DIRECTIONS FOR THIS TASK => Return nothing except the lines from the one that contains "Vision module – locates any produce" through the end of the material below, each exactly as given.

****

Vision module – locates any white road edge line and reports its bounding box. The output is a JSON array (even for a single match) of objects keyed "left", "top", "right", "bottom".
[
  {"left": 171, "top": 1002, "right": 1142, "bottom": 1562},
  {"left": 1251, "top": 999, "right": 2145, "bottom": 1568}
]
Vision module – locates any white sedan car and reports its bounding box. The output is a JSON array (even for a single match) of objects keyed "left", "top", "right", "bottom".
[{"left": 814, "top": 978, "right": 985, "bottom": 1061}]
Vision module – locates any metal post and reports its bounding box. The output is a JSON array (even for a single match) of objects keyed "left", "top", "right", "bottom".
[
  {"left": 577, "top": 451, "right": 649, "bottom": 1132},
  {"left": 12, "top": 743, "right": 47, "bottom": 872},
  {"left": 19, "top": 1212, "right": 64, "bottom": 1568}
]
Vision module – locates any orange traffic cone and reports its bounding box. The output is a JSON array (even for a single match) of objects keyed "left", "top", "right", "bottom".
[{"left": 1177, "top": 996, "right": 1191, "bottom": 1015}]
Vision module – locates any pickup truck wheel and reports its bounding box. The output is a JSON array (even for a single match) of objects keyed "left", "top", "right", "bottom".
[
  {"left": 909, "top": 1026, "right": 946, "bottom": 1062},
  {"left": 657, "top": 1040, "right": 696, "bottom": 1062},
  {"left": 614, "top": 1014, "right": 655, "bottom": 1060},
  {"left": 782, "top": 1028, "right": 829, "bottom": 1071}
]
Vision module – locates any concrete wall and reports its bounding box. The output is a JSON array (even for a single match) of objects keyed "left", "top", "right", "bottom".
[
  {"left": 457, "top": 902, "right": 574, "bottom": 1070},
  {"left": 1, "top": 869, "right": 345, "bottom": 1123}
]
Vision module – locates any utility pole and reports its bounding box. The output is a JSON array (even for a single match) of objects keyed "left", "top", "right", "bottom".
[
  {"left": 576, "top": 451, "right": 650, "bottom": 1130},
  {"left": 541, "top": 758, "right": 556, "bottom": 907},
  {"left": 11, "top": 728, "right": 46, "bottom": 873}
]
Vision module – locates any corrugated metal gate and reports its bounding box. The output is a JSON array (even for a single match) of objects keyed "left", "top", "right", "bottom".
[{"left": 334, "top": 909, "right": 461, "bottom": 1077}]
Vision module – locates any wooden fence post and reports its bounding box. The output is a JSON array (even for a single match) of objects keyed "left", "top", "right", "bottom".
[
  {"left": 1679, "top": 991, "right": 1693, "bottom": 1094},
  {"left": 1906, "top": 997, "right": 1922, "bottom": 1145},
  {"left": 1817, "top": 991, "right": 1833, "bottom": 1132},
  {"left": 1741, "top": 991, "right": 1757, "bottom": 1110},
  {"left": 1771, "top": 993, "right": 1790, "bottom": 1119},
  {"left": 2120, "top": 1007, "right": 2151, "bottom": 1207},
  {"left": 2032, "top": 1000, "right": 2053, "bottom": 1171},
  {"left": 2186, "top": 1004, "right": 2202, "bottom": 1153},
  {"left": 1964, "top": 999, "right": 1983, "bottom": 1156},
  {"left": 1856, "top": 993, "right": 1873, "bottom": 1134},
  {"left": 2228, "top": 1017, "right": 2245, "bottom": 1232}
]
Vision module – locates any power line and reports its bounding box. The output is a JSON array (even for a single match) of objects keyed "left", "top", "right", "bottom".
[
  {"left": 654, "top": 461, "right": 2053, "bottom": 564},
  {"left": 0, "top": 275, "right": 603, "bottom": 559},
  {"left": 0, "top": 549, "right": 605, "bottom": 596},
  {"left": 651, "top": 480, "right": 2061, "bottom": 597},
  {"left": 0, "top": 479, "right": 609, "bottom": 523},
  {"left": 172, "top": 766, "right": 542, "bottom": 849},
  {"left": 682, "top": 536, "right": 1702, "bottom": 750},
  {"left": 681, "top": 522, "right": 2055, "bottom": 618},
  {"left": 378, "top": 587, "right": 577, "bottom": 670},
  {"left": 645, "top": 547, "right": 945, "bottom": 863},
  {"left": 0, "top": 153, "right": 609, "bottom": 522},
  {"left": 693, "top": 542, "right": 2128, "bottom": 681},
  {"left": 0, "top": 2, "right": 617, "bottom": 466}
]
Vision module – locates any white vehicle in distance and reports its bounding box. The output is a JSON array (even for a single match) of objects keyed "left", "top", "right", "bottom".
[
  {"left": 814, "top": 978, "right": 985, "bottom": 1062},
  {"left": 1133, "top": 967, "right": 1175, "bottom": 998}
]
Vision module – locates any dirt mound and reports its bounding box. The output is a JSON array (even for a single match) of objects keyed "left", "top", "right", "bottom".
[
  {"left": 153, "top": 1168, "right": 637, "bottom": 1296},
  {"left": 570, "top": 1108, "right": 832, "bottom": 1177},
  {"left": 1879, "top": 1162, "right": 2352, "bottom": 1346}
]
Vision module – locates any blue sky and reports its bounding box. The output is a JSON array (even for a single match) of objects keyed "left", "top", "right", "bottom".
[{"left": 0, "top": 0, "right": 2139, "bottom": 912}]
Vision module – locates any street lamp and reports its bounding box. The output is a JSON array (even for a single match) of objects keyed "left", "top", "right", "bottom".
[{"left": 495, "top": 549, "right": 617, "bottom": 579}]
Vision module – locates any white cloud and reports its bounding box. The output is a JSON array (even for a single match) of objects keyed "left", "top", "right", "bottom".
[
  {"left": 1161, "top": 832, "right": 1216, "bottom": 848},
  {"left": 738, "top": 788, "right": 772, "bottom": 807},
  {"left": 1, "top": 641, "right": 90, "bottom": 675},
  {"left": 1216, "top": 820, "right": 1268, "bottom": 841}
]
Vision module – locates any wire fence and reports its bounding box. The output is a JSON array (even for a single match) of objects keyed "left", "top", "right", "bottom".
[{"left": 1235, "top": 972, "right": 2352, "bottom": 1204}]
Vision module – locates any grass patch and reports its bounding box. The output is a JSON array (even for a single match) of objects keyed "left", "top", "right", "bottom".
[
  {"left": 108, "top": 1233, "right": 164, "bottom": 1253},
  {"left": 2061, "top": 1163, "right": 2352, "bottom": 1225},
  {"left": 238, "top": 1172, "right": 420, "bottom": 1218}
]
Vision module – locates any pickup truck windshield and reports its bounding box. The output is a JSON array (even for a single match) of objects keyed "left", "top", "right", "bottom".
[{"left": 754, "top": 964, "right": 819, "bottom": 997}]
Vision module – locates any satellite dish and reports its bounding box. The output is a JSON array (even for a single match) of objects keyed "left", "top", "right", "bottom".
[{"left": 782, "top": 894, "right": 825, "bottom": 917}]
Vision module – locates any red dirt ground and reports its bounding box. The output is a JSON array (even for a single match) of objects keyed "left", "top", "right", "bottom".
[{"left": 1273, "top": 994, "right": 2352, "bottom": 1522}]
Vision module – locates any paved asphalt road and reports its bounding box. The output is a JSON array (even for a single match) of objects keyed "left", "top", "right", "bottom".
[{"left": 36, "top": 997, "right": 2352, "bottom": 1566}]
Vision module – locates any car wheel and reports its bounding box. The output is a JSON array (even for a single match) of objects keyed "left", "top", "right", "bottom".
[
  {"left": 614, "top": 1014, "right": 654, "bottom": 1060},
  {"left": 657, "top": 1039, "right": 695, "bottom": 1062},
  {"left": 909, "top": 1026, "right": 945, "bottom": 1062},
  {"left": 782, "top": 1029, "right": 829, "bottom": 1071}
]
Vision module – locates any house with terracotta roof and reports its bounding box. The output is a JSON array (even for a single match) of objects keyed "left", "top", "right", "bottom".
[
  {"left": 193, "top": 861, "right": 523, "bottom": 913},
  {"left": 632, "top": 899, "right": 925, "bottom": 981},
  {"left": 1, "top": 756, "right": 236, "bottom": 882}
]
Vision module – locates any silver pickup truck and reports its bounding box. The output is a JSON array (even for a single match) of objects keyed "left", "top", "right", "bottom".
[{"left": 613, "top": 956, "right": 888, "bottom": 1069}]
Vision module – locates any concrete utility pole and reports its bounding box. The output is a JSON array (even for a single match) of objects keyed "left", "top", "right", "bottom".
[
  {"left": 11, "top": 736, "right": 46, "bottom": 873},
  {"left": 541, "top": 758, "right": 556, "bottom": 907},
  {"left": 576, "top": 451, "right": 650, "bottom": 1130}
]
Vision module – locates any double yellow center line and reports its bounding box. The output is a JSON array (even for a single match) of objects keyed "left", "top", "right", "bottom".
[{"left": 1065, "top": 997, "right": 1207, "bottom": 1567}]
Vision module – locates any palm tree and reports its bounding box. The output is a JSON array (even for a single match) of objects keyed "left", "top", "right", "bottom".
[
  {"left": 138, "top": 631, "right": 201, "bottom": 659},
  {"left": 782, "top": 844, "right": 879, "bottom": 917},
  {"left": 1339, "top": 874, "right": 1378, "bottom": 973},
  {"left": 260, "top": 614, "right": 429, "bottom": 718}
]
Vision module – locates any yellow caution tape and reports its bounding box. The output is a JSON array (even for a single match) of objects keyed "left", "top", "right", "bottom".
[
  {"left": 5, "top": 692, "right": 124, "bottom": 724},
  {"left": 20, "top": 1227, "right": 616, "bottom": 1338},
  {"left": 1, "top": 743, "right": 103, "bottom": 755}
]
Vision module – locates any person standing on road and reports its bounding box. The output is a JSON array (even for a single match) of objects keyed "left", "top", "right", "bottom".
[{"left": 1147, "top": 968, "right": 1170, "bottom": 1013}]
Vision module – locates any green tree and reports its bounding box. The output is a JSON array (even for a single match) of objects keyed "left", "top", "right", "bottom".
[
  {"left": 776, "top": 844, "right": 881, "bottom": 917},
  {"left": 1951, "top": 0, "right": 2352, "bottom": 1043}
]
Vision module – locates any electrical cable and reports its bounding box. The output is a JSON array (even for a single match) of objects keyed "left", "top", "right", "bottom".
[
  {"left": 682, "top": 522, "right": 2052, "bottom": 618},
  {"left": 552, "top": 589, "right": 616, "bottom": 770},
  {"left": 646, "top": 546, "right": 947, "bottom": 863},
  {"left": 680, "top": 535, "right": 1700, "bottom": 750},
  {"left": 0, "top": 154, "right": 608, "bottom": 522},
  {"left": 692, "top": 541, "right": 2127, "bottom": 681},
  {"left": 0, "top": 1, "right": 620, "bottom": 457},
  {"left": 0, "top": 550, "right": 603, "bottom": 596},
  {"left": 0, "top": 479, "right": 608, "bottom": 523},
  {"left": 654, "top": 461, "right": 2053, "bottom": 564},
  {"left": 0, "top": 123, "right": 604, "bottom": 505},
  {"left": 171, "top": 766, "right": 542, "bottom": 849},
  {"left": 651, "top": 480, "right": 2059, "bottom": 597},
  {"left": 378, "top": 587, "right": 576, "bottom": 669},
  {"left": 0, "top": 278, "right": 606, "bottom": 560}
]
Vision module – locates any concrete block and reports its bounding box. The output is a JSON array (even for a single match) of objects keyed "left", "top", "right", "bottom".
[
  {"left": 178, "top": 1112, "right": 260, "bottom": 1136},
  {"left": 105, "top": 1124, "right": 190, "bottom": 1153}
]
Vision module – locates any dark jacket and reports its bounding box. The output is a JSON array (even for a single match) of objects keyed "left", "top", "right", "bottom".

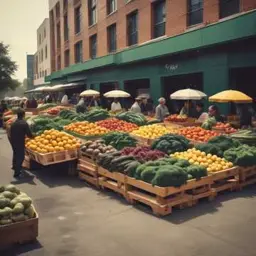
[{"left": 10, "top": 119, "right": 33, "bottom": 149}]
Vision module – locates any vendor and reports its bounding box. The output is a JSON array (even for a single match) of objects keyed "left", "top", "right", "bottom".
[
  {"left": 111, "top": 98, "right": 122, "bottom": 112},
  {"left": 155, "top": 97, "right": 169, "bottom": 121},
  {"left": 195, "top": 102, "right": 208, "bottom": 123},
  {"left": 208, "top": 105, "right": 224, "bottom": 122},
  {"left": 140, "top": 98, "right": 148, "bottom": 115},
  {"left": 180, "top": 101, "right": 193, "bottom": 116},
  {"left": 130, "top": 97, "right": 141, "bottom": 113},
  {"left": 76, "top": 97, "right": 87, "bottom": 113},
  {"left": 237, "top": 104, "right": 252, "bottom": 129},
  {"left": 61, "top": 94, "right": 69, "bottom": 105}
]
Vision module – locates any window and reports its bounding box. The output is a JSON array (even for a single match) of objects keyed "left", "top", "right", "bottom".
[
  {"left": 41, "top": 49, "right": 44, "bottom": 62},
  {"left": 187, "top": 0, "right": 203, "bottom": 26},
  {"left": 219, "top": 0, "right": 240, "bottom": 19},
  {"left": 127, "top": 11, "right": 138, "bottom": 46},
  {"left": 64, "top": 50, "right": 70, "bottom": 67},
  {"left": 74, "top": 5, "right": 81, "bottom": 34},
  {"left": 57, "top": 22, "right": 61, "bottom": 49},
  {"left": 90, "top": 34, "right": 97, "bottom": 59},
  {"left": 152, "top": 0, "right": 166, "bottom": 39},
  {"left": 45, "top": 45, "right": 47, "bottom": 59},
  {"left": 45, "top": 70, "right": 47, "bottom": 76},
  {"left": 57, "top": 55, "right": 61, "bottom": 70},
  {"left": 107, "top": 0, "right": 117, "bottom": 15},
  {"left": 56, "top": 2, "right": 60, "bottom": 18},
  {"left": 39, "top": 34, "right": 41, "bottom": 44},
  {"left": 88, "top": 0, "right": 97, "bottom": 26},
  {"left": 74, "top": 41, "right": 83, "bottom": 63},
  {"left": 63, "top": 0, "right": 68, "bottom": 11},
  {"left": 44, "top": 28, "right": 46, "bottom": 38},
  {"left": 107, "top": 23, "right": 116, "bottom": 52},
  {"left": 64, "top": 14, "right": 69, "bottom": 40}
]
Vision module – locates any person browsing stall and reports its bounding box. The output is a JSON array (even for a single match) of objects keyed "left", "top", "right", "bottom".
[
  {"left": 155, "top": 97, "right": 169, "bottom": 121},
  {"left": 111, "top": 98, "right": 122, "bottom": 112},
  {"left": 9, "top": 108, "right": 33, "bottom": 178},
  {"left": 130, "top": 97, "right": 141, "bottom": 113}
]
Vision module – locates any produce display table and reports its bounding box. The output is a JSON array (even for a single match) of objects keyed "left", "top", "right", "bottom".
[
  {"left": 0, "top": 205, "right": 38, "bottom": 250},
  {"left": 25, "top": 108, "right": 39, "bottom": 115},
  {"left": 26, "top": 149, "right": 78, "bottom": 166}
]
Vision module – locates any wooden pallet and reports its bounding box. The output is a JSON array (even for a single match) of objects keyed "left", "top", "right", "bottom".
[
  {"left": 0, "top": 205, "right": 38, "bottom": 250},
  {"left": 26, "top": 149, "right": 78, "bottom": 166},
  {"left": 238, "top": 166, "right": 256, "bottom": 188},
  {"left": 78, "top": 156, "right": 99, "bottom": 187},
  {"left": 98, "top": 167, "right": 127, "bottom": 197},
  {"left": 126, "top": 176, "right": 214, "bottom": 216},
  {"left": 210, "top": 167, "right": 240, "bottom": 194}
]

****

ANSWER SPACE =>
Vision module – locates any produce display table and reports its bounding box. The output is a JSON array (even for a single match) of objects keyed "left", "top", "right", "bottom".
[
  {"left": 0, "top": 205, "right": 38, "bottom": 250},
  {"left": 25, "top": 108, "right": 39, "bottom": 115},
  {"left": 26, "top": 149, "right": 78, "bottom": 166}
]
Vision module – locates any wooden pallet and reports its bounding box. The output is a JSON array (even for a single match) of objects keyed "left", "top", "right", "bottom".
[
  {"left": 0, "top": 205, "right": 38, "bottom": 250},
  {"left": 26, "top": 149, "right": 78, "bottom": 166},
  {"left": 238, "top": 166, "right": 256, "bottom": 188},
  {"left": 78, "top": 156, "right": 99, "bottom": 187},
  {"left": 98, "top": 167, "right": 127, "bottom": 197},
  {"left": 126, "top": 176, "right": 214, "bottom": 216},
  {"left": 210, "top": 167, "right": 240, "bottom": 194}
]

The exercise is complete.